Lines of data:
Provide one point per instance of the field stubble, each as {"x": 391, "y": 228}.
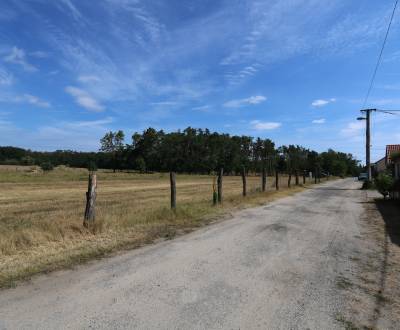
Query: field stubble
{"x": 41, "y": 214}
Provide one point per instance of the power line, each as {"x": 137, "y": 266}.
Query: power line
{"x": 380, "y": 55}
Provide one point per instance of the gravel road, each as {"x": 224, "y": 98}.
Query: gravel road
{"x": 270, "y": 267}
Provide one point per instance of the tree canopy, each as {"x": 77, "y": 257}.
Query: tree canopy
{"x": 192, "y": 151}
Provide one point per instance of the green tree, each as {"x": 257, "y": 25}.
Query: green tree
{"x": 46, "y": 167}
{"x": 113, "y": 143}
{"x": 384, "y": 183}
{"x": 140, "y": 164}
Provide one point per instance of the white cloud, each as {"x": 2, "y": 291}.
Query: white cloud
{"x": 18, "y": 56}
{"x": 203, "y": 108}
{"x": 319, "y": 121}
{"x": 165, "y": 103}
{"x": 6, "y": 78}
{"x": 88, "y": 124}
{"x": 252, "y": 100}
{"x": 88, "y": 78}
{"x": 321, "y": 102}
{"x": 39, "y": 54}
{"x": 383, "y": 102}
{"x": 264, "y": 125}
{"x": 25, "y": 98}
{"x": 353, "y": 129}
{"x": 35, "y": 101}
{"x": 84, "y": 99}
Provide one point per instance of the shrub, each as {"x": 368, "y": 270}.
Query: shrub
{"x": 47, "y": 166}
{"x": 140, "y": 164}
{"x": 92, "y": 166}
{"x": 384, "y": 183}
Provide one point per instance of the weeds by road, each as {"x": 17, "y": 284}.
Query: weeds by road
{"x": 41, "y": 214}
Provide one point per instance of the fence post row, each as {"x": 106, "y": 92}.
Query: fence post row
{"x": 244, "y": 181}
{"x": 90, "y": 213}
{"x": 172, "y": 180}
{"x": 315, "y": 175}
{"x": 220, "y": 174}
{"x": 215, "y": 195}
{"x": 264, "y": 179}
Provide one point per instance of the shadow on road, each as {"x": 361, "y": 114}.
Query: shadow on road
{"x": 390, "y": 211}
{"x": 330, "y": 188}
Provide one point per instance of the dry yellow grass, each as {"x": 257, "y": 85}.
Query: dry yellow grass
{"x": 41, "y": 214}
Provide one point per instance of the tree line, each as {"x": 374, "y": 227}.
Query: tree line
{"x": 191, "y": 151}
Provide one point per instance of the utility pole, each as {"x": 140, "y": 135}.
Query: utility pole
{"x": 367, "y": 119}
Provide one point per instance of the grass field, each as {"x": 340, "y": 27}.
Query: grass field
{"x": 41, "y": 214}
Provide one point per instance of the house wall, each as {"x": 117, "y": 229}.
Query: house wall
{"x": 380, "y": 165}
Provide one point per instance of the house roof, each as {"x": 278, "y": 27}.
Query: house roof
{"x": 390, "y": 149}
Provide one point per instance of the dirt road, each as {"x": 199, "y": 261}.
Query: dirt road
{"x": 273, "y": 267}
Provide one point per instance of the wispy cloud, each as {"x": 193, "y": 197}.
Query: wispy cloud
{"x": 18, "y": 56}
{"x": 34, "y": 100}
{"x": 39, "y": 54}
{"x": 203, "y": 108}
{"x": 84, "y": 99}
{"x": 264, "y": 125}
{"x": 252, "y": 100}
{"x": 353, "y": 129}
{"x": 319, "y": 121}
{"x": 165, "y": 103}
{"x": 25, "y": 98}
{"x": 88, "y": 79}
{"x": 385, "y": 101}
{"x": 6, "y": 78}
{"x": 322, "y": 102}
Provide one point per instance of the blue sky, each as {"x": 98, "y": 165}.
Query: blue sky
{"x": 295, "y": 71}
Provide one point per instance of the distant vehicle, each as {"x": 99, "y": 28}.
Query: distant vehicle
{"x": 363, "y": 177}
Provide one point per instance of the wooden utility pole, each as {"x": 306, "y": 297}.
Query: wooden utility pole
{"x": 172, "y": 179}
{"x": 264, "y": 179}
{"x": 90, "y": 212}
{"x": 220, "y": 174}
{"x": 215, "y": 195}
{"x": 244, "y": 181}
{"x": 367, "y": 119}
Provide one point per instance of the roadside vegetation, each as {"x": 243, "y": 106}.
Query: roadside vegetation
{"x": 42, "y": 194}
{"x": 41, "y": 213}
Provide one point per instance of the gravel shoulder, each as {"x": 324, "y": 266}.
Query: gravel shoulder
{"x": 291, "y": 264}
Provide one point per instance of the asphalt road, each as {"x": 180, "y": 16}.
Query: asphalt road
{"x": 271, "y": 267}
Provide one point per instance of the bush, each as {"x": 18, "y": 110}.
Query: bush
{"x": 384, "y": 183}
{"x": 47, "y": 166}
{"x": 92, "y": 166}
{"x": 140, "y": 164}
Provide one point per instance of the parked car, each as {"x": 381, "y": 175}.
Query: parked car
{"x": 363, "y": 177}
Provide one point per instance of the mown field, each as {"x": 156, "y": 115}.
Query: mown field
{"x": 41, "y": 214}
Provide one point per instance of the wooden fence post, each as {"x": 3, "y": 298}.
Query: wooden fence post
{"x": 244, "y": 181}
{"x": 220, "y": 174}
{"x": 264, "y": 179}
{"x": 173, "y": 190}
{"x": 215, "y": 195}
{"x": 90, "y": 212}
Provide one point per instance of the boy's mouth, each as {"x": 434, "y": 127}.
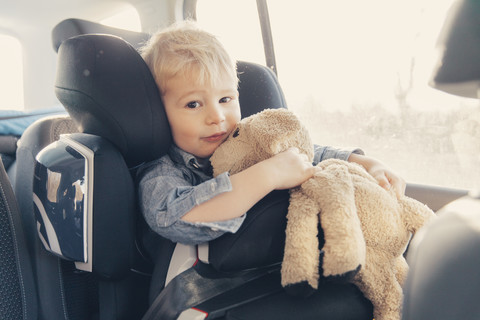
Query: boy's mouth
{"x": 216, "y": 137}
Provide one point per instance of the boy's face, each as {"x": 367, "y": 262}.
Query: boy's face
{"x": 201, "y": 116}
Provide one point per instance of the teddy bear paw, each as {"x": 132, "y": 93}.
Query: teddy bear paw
{"x": 342, "y": 277}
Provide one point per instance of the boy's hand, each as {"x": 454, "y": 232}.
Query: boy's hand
{"x": 386, "y": 178}
{"x": 289, "y": 169}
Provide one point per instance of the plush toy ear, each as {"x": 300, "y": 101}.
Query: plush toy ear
{"x": 278, "y": 130}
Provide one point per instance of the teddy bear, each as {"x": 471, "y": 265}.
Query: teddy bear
{"x": 366, "y": 228}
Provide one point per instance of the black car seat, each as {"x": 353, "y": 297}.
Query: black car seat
{"x": 66, "y": 292}
{"x": 443, "y": 281}
{"x": 110, "y": 94}
{"x": 18, "y": 294}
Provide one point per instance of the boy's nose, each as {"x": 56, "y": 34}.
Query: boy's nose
{"x": 215, "y": 114}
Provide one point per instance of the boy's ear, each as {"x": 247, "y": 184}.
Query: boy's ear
{"x": 276, "y": 130}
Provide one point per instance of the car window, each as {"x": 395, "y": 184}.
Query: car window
{"x": 357, "y": 74}
{"x": 237, "y": 26}
{"x": 127, "y": 18}
{"x": 11, "y": 75}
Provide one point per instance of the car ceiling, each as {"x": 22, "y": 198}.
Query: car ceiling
{"x": 21, "y": 15}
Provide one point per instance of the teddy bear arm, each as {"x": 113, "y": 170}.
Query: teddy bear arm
{"x": 301, "y": 254}
{"x": 378, "y": 282}
{"x": 415, "y": 214}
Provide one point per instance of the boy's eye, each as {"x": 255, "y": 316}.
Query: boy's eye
{"x": 193, "y": 104}
{"x": 236, "y": 132}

- _PROBLEM TO WORK ON_
All of the material above is to be copied exactly, except for its images.

- _TASK SOLUTION_
Provide one point per instance of the field stubble, each as {"x": 391, "y": 228}.
Query: field stubble
{"x": 41, "y": 214}
Provide one point per instance of the power line, each as {"x": 137, "y": 266}.
Query: power line
{"x": 380, "y": 55}
Provide one point per instance of the gravel road, each as {"x": 224, "y": 98}.
Query: gravel road
{"x": 270, "y": 267}
Provide one point per instance of the tree canopy, each as {"x": 77, "y": 257}.
Query: tree canopy
{"x": 192, "y": 151}
Provide one point per instance of the green tree, each as {"x": 257, "y": 25}.
Query: green tree
{"x": 46, "y": 167}
{"x": 113, "y": 143}
{"x": 384, "y": 183}
{"x": 140, "y": 164}
Provide one point per instance of the white cloud, each as {"x": 2, "y": 291}.
Query: white cloud
{"x": 18, "y": 56}
{"x": 203, "y": 108}
{"x": 319, "y": 121}
{"x": 165, "y": 103}
{"x": 6, "y": 78}
{"x": 88, "y": 124}
{"x": 252, "y": 100}
{"x": 88, "y": 78}
{"x": 321, "y": 102}
{"x": 39, "y": 54}
{"x": 383, "y": 102}
{"x": 264, "y": 125}
{"x": 25, "y": 98}
{"x": 353, "y": 129}
{"x": 35, "y": 101}
{"x": 84, "y": 99}
Provide one point per instance of the shrub, each as {"x": 368, "y": 270}.
Query: shrub
{"x": 47, "y": 166}
{"x": 140, "y": 164}
{"x": 92, "y": 166}
{"x": 384, "y": 183}
Provide one point per instance of the weeds by road, each as {"x": 17, "y": 284}.
Query: weeds by road
{"x": 41, "y": 214}
Provide one point per instance of the fence post row, each as {"x": 106, "y": 92}.
Query: fence post row
{"x": 244, "y": 181}
{"x": 90, "y": 213}
{"x": 172, "y": 180}
{"x": 315, "y": 175}
{"x": 220, "y": 174}
{"x": 215, "y": 195}
{"x": 264, "y": 179}
Provide one point per instance of the shadow on road, each as {"x": 361, "y": 114}.
Query: shadow on road
{"x": 390, "y": 211}
{"x": 330, "y": 188}
Provide one point per instance of the dry yellow grass, each as {"x": 257, "y": 85}.
Query: dry yellow grass
{"x": 41, "y": 214}
Provide one point per instance of the tree line, each as {"x": 374, "y": 227}.
Query: tree line
{"x": 191, "y": 151}
Provide one point per instance of the utility pole, each as {"x": 140, "y": 135}.
Query: utility pole
{"x": 367, "y": 119}
Provide one point per instance of the grass field, each as {"x": 340, "y": 27}.
Query: grass field
{"x": 41, "y": 214}
Provide one point per instance of the house wall, each as {"x": 117, "y": 229}.
Query: house wall
{"x": 380, "y": 165}
Provide one point per instance of the house roof, each as {"x": 278, "y": 27}.
Query: house roof
{"x": 390, "y": 149}
Provide one point per instance of the dirt road, each as {"x": 199, "y": 261}.
Query: dirt road
{"x": 273, "y": 267}
Provide one point per instance of the wispy cloud, each as {"x": 193, "y": 197}.
Query: wispy cloud
{"x": 18, "y": 56}
{"x": 34, "y": 100}
{"x": 39, "y": 54}
{"x": 203, "y": 108}
{"x": 84, "y": 99}
{"x": 264, "y": 125}
{"x": 252, "y": 100}
{"x": 353, "y": 129}
{"x": 319, "y": 121}
{"x": 165, "y": 103}
{"x": 25, "y": 98}
{"x": 88, "y": 79}
{"x": 385, "y": 101}
{"x": 6, "y": 78}
{"x": 322, "y": 102}
Provide one point per instance of the blue sky, each as {"x": 98, "y": 165}.
Query: blue sky
{"x": 295, "y": 71}
Provide one point per instance of the distant vehicle, each as {"x": 99, "y": 28}.
Query: distant vehicle
{"x": 363, "y": 177}
Provide one point per instance of the wooden utility pole, each as {"x": 306, "y": 297}.
Query: wooden utility pole
{"x": 172, "y": 179}
{"x": 264, "y": 179}
{"x": 90, "y": 212}
{"x": 220, "y": 174}
{"x": 215, "y": 195}
{"x": 244, "y": 181}
{"x": 367, "y": 119}
Provide one point per instance of the roadside vegetation, each as {"x": 243, "y": 106}.
Query: roadside vegetation
{"x": 42, "y": 194}
{"x": 41, "y": 213}
Provide one point per instance of the gravel shoulder, each as {"x": 324, "y": 266}.
Query: gravel shoulder
{"x": 291, "y": 264}
Provide one point per instance of the asphalt road, each as {"x": 180, "y": 16}.
Query: asphalt road
{"x": 271, "y": 267}
Provide one point per instance of the bush, each as {"x": 18, "y": 110}.
Query: bush
{"x": 384, "y": 183}
{"x": 47, "y": 166}
{"x": 92, "y": 166}
{"x": 140, "y": 164}
Provide one point per instance of the parked car, each as {"x": 381, "y": 175}.
Query: parked car
{"x": 363, "y": 177}
Provide one point per instance of the mown field, each as {"x": 156, "y": 115}.
Query: mown field
{"x": 41, "y": 214}
Provide one point per instance of the wooden fence post, each as {"x": 3, "y": 298}.
Query: wooden fence post
{"x": 244, "y": 181}
{"x": 220, "y": 174}
{"x": 264, "y": 179}
{"x": 173, "y": 190}
{"x": 215, "y": 195}
{"x": 90, "y": 212}
Provide one point per instance of the boy's mouth, each as {"x": 434, "y": 127}.
Query: boy's mouth
{"x": 216, "y": 137}
Provide one point per instance of the boy's face, each as {"x": 367, "y": 262}.
Query: boy's face
{"x": 201, "y": 116}
Provide one point per instance of the teddy bear paw, each as {"x": 132, "y": 93}.
Query: teddy bear paw
{"x": 342, "y": 277}
Provide one point per instance of the boy's hand, each as {"x": 454, "y": 232}.
Query: boy's hand
{"x": 386, "y": 178}
{"x": 289, "y": 169}
Provide one point per instance of the plush toy ear, each as {"x": 300, "y": 101}.
Query: plush toy ear
{"x": 278, "y": 130}
Provide one point per instance of the teddy bear, each as {"x": 471, "y": 265}.
Query: teddy bear
{"x": 366, "y": 228}
Provide one point per instance of the black car seat, each as {"x": 353, "y": 297}.
Query: black car seat
{"x": 66, "y": 292}
{"x": 443, "y": 281}
{"x": 110, "y": 94}
{"x": 18, "y": 294}
Provide one point per instance of the boy's nose, each as {"x": 56, "y": 34}.
Query: boy's nose
{"x": 215, "y": 114}
Provide one point per instance of the boy's ear, each as {"x": 247, "y": 184}.
Query: boy's ear
{"x": 276, "y": 130}
Provide one point per instance of the car window, each as {"x": 395, "y": 184}.
Query: car window
{"x": 357, "y": 74}
{"x": 237, "y": 26}
{"x": 127, "y": 18}
{"x": 11, "y": 75}
Provide one point per instance of the car ceiling, each as {"x": 22, "y": 198}.
Query: car ceiling
{"x": 21, "y": 15}
Provide one point per instance of the teddy bear arm, each as {"x": 113, "y": 170}.
Query: teddy bear arm
{"x": 301, "y": 254}
{"x": 378, "y": 282}
{"x": 415, "y": 214}
Provide one point per instance of the boy's eye, each as {"x": 255, "y": 316}.
Query: boy's eye
{"x": 193, "y": 104}
{"x": 236, "y": 132}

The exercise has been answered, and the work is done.